# Task to carry out
Copy the part of the listing below that opens with the line containing "query | spot the bread roll" and closes with the listing's last line, reproducing each line unchanged.

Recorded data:

___

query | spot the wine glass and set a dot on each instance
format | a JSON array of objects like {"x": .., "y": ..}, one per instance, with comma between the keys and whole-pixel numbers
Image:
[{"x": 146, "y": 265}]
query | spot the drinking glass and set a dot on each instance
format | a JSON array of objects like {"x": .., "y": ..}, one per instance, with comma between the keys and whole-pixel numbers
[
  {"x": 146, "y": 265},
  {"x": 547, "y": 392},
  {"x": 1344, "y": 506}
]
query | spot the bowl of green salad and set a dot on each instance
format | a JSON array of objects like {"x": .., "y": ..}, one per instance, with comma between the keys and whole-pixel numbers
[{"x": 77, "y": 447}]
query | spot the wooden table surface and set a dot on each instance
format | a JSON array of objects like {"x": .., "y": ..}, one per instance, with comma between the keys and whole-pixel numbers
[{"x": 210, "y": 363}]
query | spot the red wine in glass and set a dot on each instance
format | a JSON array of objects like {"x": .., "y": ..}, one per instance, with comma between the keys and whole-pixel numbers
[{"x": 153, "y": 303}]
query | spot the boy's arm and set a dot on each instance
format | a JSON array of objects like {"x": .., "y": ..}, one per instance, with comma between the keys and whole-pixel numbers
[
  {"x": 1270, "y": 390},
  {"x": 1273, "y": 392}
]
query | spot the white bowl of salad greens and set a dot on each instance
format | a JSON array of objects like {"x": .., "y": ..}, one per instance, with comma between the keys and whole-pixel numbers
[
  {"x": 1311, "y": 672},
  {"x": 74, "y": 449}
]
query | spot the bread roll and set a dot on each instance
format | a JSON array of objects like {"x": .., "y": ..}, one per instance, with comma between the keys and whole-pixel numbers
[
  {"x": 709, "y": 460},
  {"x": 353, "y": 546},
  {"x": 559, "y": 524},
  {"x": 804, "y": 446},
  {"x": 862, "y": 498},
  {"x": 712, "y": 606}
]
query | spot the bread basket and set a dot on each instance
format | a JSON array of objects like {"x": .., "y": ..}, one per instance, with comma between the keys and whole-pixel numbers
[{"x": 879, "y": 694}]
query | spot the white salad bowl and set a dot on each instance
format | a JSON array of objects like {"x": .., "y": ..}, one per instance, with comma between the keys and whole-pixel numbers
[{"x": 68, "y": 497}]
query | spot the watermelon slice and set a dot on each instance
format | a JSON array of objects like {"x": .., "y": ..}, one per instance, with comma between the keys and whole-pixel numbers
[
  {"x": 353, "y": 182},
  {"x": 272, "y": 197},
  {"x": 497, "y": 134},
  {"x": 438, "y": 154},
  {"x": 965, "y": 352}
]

___

# Result of the exercise
query | spot the bread roll and set a dot on each instance
format | a JSON array of objects like {"x": .., "y": ..}, one per instance, with comma between the keys and whole-pixel numbers
[
  {"x": 709, "y": 460},
  {"x": 353, "y": 546},
  {"x": 559, "y": 524},
  {"x": 804, "y": 446},
  {"x": 862, "y": 498},
  {"x": 712, "y": 606}
]
query | spot the bread basket and set a dot on each instance
format | a JSON array of objects like {"x": .., "y": ..}, one per instance, with comma between the keys and whole-pixel numbers
[{"x": 879, "y": 694}]
query | spot the white salad bowl and set a dot on each instance
format | a JSON array of objects like {"x": .., "y": ..}, one per instance, with comma between the keys and whole-pixel numbers
[{"x": 68, "y": 497}]
query | spot the watermelon slice and set a dot on each instance
format | a JSON array of objects like {"x": .., "y": ..}, one per instance, with comma between the keys and whole-pixel numbers
[
  {"x": 353, "y": 182},
  {"x": 272, "y": 197},
  {"x": 497, "y": 134},
  {"x": 438, "y": 154},
  {"x": 965, "y": 352}
]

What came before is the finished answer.